_How to complete this task_:
Transcribe the listing that follows exactly, from its first line to its last.

◆ ◆ ◆ ◆

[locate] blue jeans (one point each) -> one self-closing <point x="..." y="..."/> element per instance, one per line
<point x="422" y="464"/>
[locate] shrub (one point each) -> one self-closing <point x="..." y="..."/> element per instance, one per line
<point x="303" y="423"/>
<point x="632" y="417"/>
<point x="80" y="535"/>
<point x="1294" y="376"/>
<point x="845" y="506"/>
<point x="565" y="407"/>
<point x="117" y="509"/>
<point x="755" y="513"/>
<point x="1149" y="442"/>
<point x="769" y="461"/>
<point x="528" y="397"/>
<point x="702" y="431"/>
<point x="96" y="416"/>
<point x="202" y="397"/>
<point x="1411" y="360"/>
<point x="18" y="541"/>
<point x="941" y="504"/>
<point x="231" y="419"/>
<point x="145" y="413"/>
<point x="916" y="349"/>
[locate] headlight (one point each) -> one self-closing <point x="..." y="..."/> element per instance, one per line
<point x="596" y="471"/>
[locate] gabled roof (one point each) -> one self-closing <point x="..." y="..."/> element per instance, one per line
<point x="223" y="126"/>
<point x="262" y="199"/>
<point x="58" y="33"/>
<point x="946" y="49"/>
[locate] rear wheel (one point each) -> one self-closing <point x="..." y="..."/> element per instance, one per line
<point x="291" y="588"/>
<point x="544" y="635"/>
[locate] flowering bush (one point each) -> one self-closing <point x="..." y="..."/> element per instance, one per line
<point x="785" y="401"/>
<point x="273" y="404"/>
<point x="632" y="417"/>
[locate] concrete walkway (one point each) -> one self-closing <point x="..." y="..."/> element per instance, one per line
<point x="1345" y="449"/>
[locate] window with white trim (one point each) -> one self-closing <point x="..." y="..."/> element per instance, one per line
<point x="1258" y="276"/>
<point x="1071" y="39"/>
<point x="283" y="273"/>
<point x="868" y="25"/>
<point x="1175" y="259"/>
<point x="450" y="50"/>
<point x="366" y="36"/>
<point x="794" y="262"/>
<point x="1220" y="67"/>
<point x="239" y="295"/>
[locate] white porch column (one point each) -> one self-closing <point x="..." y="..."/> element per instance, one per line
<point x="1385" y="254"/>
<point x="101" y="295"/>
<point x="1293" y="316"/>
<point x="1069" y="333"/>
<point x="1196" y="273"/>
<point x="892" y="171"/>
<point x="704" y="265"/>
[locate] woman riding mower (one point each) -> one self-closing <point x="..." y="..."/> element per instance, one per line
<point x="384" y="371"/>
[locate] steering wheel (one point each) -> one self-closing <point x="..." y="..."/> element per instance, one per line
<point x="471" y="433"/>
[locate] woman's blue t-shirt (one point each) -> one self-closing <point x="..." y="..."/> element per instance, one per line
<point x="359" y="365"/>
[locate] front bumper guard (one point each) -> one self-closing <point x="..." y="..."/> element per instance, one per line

◆ ◆ ◆ ◆

_Written reply_:
[locate] blue jeans (one point each) -> one self-closing <point x="..." y="..."/> element per instance, one per line
<point x="422" y="464"/>
[locate] shrub (one point each) -> one self-closing <point x="..." y="..."/> element per instance, one per line
<point x="303" y="423"/>
<point x="632" y="417"/>
<point x="80" y="535"/>
<point x="1294" y="376"/>
<point x="845" y="506"/>
<point x="565" y="407"/>
<point x="117" y="509"/>
<point x="755" y="513"/>
<point x="1149" y="442"/>
<point x="769" y="461"/>
<point x="528" y="397"/>
<point x="702" y="431"/>
<point x="96" y="416"/>
<point x="202" y="397"/>
<point x="1411" y="360"/>
<point x="18" y="541"/>
<point x="941" y="504"/>
<point x="231" y="419"/>
<point x="145" y="413"/>
<point x="916" y="349"/>
[locate] headlight (one point each) -> one self-closing <point x="..." y="..."/> element per instance, one per line
<point x="596" y="471"/>
[locate] gabled roof (one point each) -> one self-closing <point x="..." y="..."/> element per instance, one per line
<point x="223" y="126"/>
<point x="262" y="199"/>
<point x="58" y="33"/>
<point x="946" y="49"/>
[locate] rear wheel (one point each) -> one self-closing <point x="..." y="..."/> element per instance, one per line
<point x="291" y="588"/>
<point x="544" y="635"/>
[locate] flowering bush (one point each) -> one self-closing <point x="..." y="..."/> element per instance, one per line
<point x="785" y="401"/>
<point x="273" y="404"/>
<point x="632" y="417"/>
[locate] concrete walkway (one point each) -> one self-closing <point x="..." y="..."/> element per instance, one per line
<point x="1345" y="449"/>
[locate] window with white trim (one point each) -> one self-closing <point x="..." y="..."/> element per instance, one per line
<point x="1258" y="276"/>
<point x="1071" y="39"/>
<point x="283" y="273"/>
<point x="868" y="25"/>
<point x="1175" y="259"/>
<point x="450" y="50"/>
<point x="366" y="36"/>
<point x="794" y="262"/>
<point x="1220" y="67"/>
<point x="239" y="295"/>
[locate] white porch column (one point each) -> one self-closing <point x="..." y="..."/> element per instance, one per line
<point x="1385" y="254"/>
<point x="101" y="295"/>
<point x="1293" y="316"/>
<point x="1069" y="333"/>
<point x="1196" y="273"/>
<point x="892" y="171"/>
<point x="704" y="265"/>
[locate] woman riding mower (one point each) -> one self-closing <point x="..." y="..."/> element per instance, one per line
<point x="384" y="371"/>
[locate] steering wheel (one point each) -> one self-closing <point x="..." y="..."/> element per instance, one per line
<point x="471" y="433"/>
[locate] woman's blue t-shirt (one point each) -> one self-closing <point x="..." y="..."/> element per instance, one per line
<point x="359" y="365"/>
[locate] front bumper guard (one point each) -> one self-closing <point x="..." y="..."/> element per instance, one per line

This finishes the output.